───── Selected passage
April 11th, 2012 at 12:43
Hi Eli,
Great module, I’m using it to parse ELF files for ARM-LE binaries. I’ve added some ARM-specific decoding features.
It is possible to use ELFFile to update the content of a section and update the underlying
.elffile? Is there an example to perform this kind of task?Thanks,
Manu
April 11th, 2012 at 20:34
Emmanuel,
Generally speaking, the library was designed for reading ELF data. However, its low level APIs are readily adaptable for writing it back. It would require some tinkering with the code, but should save a lot of work vs. just hand-coding it.
June 18th, 2012 at 20:42
Eli,
I’m attempting to use your library to create a list of global variables used by an application. The list of global variables will identify which source file and at what line number they are declared.
But I don’t understand how to use the DW_AT_decl_file attribute in the DW_TAG_variable die to identify the specific source file its related to. This is probably more of a DWARF question than a pyelftools quetion. But if pyelftools has an easy method to provide the file name directly, that’d be great.
A bonus answer would be a method to easily “walk” the DW_AT_type attribute of the DW_TAG_variable die to identify the variable’s type.
Cheers,
Michael
June 19th, 2012 at 06:09
Michael,
You’re right, it is a DWARF question. pyelftools intentionally provides a rather low level interface to DWARF, because a higher level would be very difficult to implement. I try to provide more higher-level stuff in the examples, though. Another place you could look at is the source code of GDB – it’s reasonable once you get used to it. I looked at it many times while working on pyelftools.
June 19th, 2012 at 20:20
Eli,
Looking at GDB sounds promising. Thanks for the pointer.
Cheers,
Michael
March 28th, 2013 at 13:58
did you/anyone take any further the idea of modifying the elf file?
i have a 3rd party .so that for some frustrating reason is exposing the API for OpenSSL and so confusing my build. http://stackoverflow.com/questions/15683130/control-order-of-libraries-with-libtool i am looking around to see if there’s some tool that will easily let me corrupt (in a good way) its symbol table, so that it no longer clashes with the valid libcrypto. would this be a good place to start? know of anything better? thanks!
March 29th, 2013 at 05:15
@andrew,
I don’t have any news on this front. pyelftools is still being used for reading data, not writing it back. It includes infrastructure that would allow you to write back, but no high-level APIs for that.
March 30th, 2013 at 04:52
thanks. in case anyone it helps anyone else – turns out that binutils has sufficient to do what i needed (objcopy –strip-symbols and –rename-symbols).
──────────
▶ [Task A]
In the pyelftools thread, why does the library give only a low-level interface to DWARF? Please answer in one to three sentences.
▶ [Task B]
According to the pyelftools thread, what kind of binaries was Manu parsing ELF files for?
───── Dataset section
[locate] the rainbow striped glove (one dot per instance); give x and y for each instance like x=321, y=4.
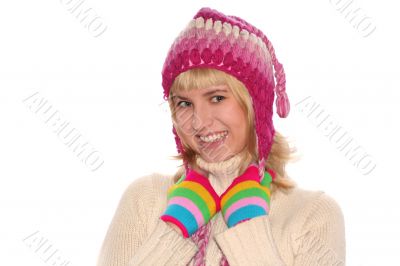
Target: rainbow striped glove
x=192, y=202
x=247, y=197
──────────
▶ [Exercise response A]
The library intentionally provides a low-level interface to DWARF because a higher-level one would be very difficult to implement. Higher-level functionality is offered in the examples instead.

▶ [Exercise response B]
ARM-LE binaries.